THE REQUEST:
Revise the records below by replacing every instance of "frame" with "image" and changing nothing else. Omit the pictures from your answer.

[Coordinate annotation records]
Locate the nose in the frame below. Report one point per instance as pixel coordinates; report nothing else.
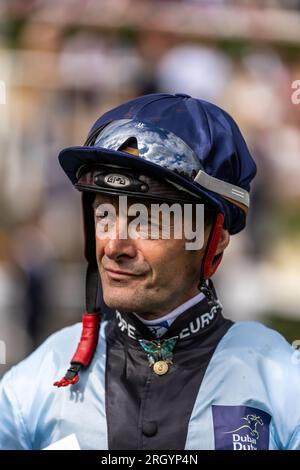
(120, 245)
(117, 249)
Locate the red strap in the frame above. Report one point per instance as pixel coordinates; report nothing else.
(210, 264)
(65, 382)
(89, 339)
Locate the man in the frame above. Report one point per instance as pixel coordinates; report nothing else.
(166, 370)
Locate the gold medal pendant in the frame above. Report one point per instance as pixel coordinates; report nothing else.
(160, 367)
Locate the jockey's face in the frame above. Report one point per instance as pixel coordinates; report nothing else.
(148, 276)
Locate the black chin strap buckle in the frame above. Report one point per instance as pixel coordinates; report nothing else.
(207, 288)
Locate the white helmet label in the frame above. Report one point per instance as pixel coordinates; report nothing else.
(117, 181)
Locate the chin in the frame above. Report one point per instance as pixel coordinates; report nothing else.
(118, 302)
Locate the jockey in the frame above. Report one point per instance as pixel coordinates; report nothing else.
(154, 363)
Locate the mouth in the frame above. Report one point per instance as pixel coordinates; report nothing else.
(119, 275)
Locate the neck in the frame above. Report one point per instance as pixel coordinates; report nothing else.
(171, 315)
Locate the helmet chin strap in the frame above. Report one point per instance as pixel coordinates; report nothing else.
(91, 320)
(211, 261)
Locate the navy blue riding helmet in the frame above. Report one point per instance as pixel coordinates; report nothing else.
(168, 147)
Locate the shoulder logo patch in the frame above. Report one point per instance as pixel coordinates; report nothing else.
(240, 428)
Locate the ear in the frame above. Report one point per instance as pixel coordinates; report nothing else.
(223, 241)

FINAL ANSWER:
Locate the nose in the image below. Report one point per instance as pixel coordinates; report nothing else.
(120, 245)
(117, 249)
Locate the red strap in the image above. Report one point per instance as pixel coordinates; report nothing else.
(210, 264)
(65, 382)
(89, 339)
Locate the man in the image above. Report one point per instance as pixel coordinates; report nothing else.
(166, 370)
Locate the gold medal pendant in the image above. Report one point per instance as pixel coordinates; report nothing else.
(160, 367)
Locate the jockey's face in the image above. Report one point per instance as pixel coordinates; report nothing else.
(148, 276)
Locate the black chin strap buckle in the image above. Report one point per instance as pixel coordinates; report nothing else.
(207, 288)
Locate the white helmet label in the image above. Report one point per instance as pixel coordinates; report nothing else.
(117, 181)
Locate the chin in the image above. Report one point per instance as pixel coordinates; report nothing else.
(118, 302)
Locate the jockey in the image above. Report one point per instance as pixel coordinates; report nothing else.
(154, 363)
Locate the mouth in the image above. Report one point per instance as pixel coordinates; report nothing else.
(119, 275)
Locate the neck in the image above. Report one point per instance as pixel coordinates; report nothing else.
(171, 315)
Locate the helmet chin strap in the image above. Report one point per instance as pixel coordinates; report nothing else.
(91, 320)
(211, 261)
Locate the navy blue riding helmet in the image above. Report one point per instance as pixel coordinates; report nothing else.
(168, 147)
Locate the shoulder logo patch in the image above. Report one point per instance as pixel coordinates; report nothing else.
(240, 428)
Locate the ear in the image above. Report one point per instance as pixel coordinates; report nothing else.
(223, 241)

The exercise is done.